- **Aim of the exercise**: Reproduce the material below word for word, leaving out the pictures.

- **Items drawn from a data source**:
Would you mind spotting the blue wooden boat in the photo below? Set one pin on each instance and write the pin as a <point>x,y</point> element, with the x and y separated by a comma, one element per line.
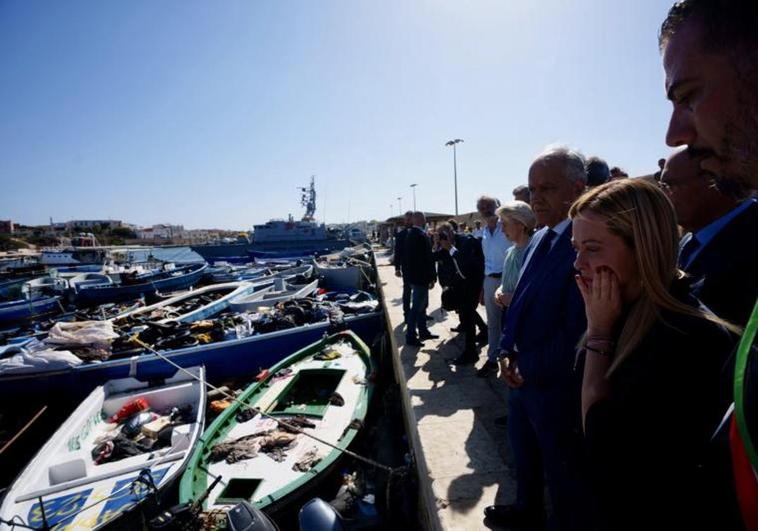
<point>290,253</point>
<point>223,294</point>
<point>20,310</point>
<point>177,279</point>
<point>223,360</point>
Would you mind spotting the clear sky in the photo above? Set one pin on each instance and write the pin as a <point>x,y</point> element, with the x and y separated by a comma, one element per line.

- **Reply to the task**:
Would you mind spotting the blue wooden boat in the photo below? Set one pin on each instance and write the pin as a <point>x,y</point> element, with the x and y separated by a comma, one element per line.
<point>290,253</point>
<point>223,294</point>
<point>20,310</point>
<point>177,279</point>
<point>223,360</point>
Would you mind spotting the clear sky in the photo above? Set one pin on each instance and write the pin as a <point>x,y</point> element, with the x and y separated by a comma, one element per line.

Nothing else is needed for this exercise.